## Dataset records
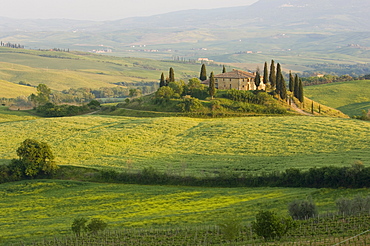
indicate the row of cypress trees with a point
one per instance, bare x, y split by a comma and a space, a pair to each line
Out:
275, 78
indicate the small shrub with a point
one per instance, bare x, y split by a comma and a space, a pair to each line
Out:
271, 226
96, 225
79, 225
231, 228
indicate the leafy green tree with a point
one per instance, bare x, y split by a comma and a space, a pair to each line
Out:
265, 74
291, 82
171, 75
212, 87
96, 225
272, 77
162, 81
270, 226
177, 87
79, 225
34, 158
164, 93
203, 73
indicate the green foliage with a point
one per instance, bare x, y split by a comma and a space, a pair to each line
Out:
355, 206
203, 73
302, 209
79, 225
34, 158
177, 87
171, 75
272, 76
190, 104
265, 74
96, 225
212, 87
231, 228
271, 226
164, 94
162, 81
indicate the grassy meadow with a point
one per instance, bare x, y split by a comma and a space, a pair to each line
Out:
350, 97
35, 209
64, 70
194, 146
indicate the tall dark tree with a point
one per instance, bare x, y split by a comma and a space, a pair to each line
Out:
203, 73
291, 82
300, 91
272, 77
279, 76
283, 94
296, 86
257, 79
171, 75
163, 81
265, 74
212, 86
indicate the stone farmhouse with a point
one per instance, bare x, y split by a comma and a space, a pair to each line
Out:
236, 79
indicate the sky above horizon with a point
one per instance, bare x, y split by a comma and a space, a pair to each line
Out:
105, 10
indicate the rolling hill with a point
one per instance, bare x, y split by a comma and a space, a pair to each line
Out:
251, 144
350, 97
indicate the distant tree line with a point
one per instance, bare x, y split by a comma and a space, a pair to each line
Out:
328, 78
354, 70
10, 45
354, 176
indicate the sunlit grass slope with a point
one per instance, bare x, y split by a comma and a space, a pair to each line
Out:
11, 90
31, 210
7, 115
64, 70
195, 146
350, 97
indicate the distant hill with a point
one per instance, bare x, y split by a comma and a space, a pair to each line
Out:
349, 97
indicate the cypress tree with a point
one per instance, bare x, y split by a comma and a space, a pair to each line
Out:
283, 93
265, 74
203, 73
257, 79
300, 91
296, 86
291, 82
278, 77
272, 76
212, 87
163, 81
172, 75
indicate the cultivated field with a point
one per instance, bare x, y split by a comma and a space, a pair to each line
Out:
36, 209
64, 70
189, 146
349, 97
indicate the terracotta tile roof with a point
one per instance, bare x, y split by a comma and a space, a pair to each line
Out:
236, 74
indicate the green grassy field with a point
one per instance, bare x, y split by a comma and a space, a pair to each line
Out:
64, 70
350, 97
194, 146
31, 210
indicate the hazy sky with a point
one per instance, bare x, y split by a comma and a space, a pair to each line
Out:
104, 9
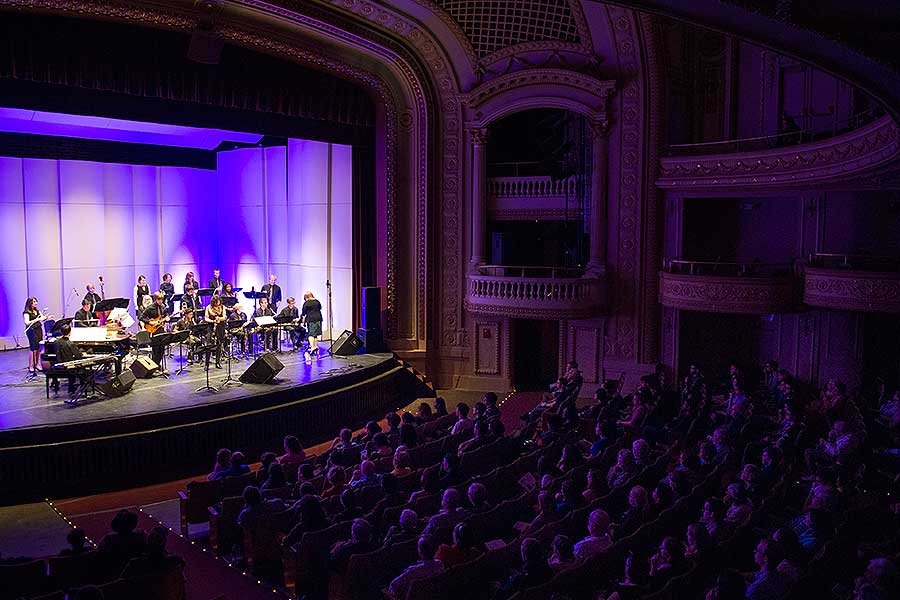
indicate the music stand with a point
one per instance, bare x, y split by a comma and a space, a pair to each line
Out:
180, 337
163, 339
57, 326
205, 293
254, 295
229, 327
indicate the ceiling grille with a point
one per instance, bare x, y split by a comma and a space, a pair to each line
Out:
492, 25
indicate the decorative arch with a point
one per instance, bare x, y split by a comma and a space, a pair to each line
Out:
538, 88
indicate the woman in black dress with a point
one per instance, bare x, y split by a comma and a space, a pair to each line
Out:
312, 316
34, 330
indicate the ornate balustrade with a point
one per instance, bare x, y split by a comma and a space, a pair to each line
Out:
535, 297
841, 157
533, 197
853, 282
744, 287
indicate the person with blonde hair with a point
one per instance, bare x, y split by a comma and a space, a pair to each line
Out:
312, 317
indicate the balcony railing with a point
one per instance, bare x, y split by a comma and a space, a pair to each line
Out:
853, 282
730, 286
560, 295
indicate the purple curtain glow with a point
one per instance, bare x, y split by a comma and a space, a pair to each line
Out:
276, 210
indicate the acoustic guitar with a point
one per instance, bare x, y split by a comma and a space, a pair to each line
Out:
154, 325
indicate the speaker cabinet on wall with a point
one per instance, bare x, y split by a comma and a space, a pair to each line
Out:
144, 367
118, 385
263, 370
346, 345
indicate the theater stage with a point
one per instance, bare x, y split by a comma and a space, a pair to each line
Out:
163, 429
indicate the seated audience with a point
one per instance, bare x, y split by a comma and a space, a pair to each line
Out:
77, 540
463, 549
361, 541
598, 539
426, 567
293, 452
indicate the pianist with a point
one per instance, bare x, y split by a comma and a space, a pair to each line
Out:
84, 317
66, 351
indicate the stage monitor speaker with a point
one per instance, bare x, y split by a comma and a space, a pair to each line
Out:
144, 367
371, 302
118, 385
346, 345
263, 370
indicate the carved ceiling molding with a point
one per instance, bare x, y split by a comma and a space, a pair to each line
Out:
546, 87
734, 295
842, 157
852, 290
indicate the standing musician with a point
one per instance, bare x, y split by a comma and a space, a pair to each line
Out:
312, 316
168, 289
91, 296
216, 282
215, 313
153, 318
264, 310
141, 291
66, 351
84, 317
295, 331
273, 292
184, 324
238, 316
34, 329
189, 281
190, 301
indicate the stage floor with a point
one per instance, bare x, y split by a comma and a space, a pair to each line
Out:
25, 405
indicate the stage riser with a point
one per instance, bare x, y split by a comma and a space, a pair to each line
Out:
153, 456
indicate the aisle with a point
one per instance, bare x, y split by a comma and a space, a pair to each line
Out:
207, 576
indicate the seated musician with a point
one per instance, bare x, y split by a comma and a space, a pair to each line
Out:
265, 311
294, 329
215, 313
236, 318
184, 324
66, 351
153, 317
83, 316
190, 301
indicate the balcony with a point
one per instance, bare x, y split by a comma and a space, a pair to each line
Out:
853, 282
535, 197
535, 293
844, 157
737, 287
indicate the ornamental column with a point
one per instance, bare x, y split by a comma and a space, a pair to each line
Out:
478, 144
599, 181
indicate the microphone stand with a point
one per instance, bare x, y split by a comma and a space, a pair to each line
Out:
330, 317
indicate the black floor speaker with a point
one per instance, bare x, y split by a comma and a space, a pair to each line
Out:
263, 370
144, 367
118, 385
346, 345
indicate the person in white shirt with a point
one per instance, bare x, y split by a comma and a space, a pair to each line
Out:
598, 539
463, 423
426, 567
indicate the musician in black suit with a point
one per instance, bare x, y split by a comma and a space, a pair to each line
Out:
273, 292
264, 310
92, 296
294, 329
168, 289
83, 316
156, 313
66, 351
190, 301
216, 282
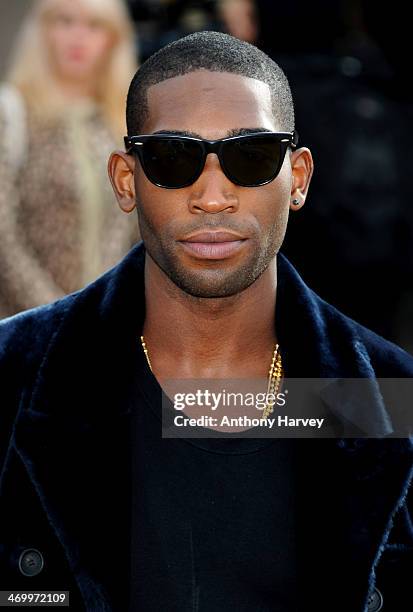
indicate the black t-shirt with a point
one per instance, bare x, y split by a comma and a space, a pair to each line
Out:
213, 520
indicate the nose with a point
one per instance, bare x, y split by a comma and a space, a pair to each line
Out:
213, 192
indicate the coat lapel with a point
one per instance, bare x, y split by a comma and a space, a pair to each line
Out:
348, 489
73, 438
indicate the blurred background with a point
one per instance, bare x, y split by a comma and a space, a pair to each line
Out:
348, 67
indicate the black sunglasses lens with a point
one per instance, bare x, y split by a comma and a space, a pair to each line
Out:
172, 162
252, 161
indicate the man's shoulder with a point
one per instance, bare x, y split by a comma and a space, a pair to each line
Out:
336, 341
30, 331
387, 358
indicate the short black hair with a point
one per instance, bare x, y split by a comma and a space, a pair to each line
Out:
214, 51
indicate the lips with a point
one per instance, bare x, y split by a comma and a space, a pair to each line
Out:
213, 245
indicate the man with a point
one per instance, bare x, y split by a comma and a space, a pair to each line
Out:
210, 525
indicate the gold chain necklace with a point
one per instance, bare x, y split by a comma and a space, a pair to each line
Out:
274, 376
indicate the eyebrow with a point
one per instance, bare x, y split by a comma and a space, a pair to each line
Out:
230, 134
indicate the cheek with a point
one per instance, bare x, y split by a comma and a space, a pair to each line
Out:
58, 41
99, 45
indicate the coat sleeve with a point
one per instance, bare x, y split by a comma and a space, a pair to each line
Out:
395, 569
24, 341
23, 282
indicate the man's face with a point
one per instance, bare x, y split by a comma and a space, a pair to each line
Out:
212, 105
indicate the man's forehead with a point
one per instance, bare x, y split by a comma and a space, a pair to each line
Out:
209, 99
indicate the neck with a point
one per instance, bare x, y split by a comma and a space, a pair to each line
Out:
189, 337
76, 89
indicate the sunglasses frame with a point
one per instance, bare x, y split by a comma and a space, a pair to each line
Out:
134, 144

## Instructions to follow
Find the line with "indicate the eyebrow with a point" in the listing above, then write out that line and each remaining line exactly, with no other text.

## Solved exercise
indicate the eyebrow with a point
one per instance, bare x, y split by a comma and a space, a pair to each line
Out:
230, 134
indicate the cheek with a point
one per instance, bare x, y split by a comma and a space, a pair to each line
Out:
58, 41
99, 45
indicate the coat sleeve with a point
one per instance, bare x, y split by a comma and a space, a pair to each line
Out:
395, 569
24, 341
23, 282
indicate the man's face with a point
one per instance, bare x, y split by a comma and a space, a pair to each line
Out:
212, 105
indicate the man's forehead with a point
one per instance, bare x, y split by a comma and a space, a pair to each line
Out:
209, 99
indicate the neck with a point
one per instance, bare x, y split by a comma and a space, a pair to each line
Out:
189, 337
76, 89
indicate the sunglasses frame with a point
one per instance, bare x, y split by a comma and a space, a pair to each line
Out:
134, 144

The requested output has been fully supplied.